** DIRECTIONS **
Return, word for word, the lines running from the one that contains "Target: beard" to the final line of the listing below.

=== Begin Enclosure ===

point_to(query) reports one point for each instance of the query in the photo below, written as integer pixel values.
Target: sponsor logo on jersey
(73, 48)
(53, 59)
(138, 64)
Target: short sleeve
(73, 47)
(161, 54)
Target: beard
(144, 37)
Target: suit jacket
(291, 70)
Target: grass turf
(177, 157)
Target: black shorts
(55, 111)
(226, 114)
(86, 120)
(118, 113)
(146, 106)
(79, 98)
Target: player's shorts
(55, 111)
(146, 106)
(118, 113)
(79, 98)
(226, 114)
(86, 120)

=== End Enclosure ===

** RESPONSE **
Target: beard
(144, 37)
Target: suit jacket
(291, 70)
Target: grass turf
(177, 157)
Target: black shorts
(55, 111)
(226, 114)
(86, 120)
(118, 113)
(146, 106)
(79, 98)
Target: player's shorts
(55, 111)
(146, 106)
(118, 113)
(79, 98)
(226, 114)
(86, 120)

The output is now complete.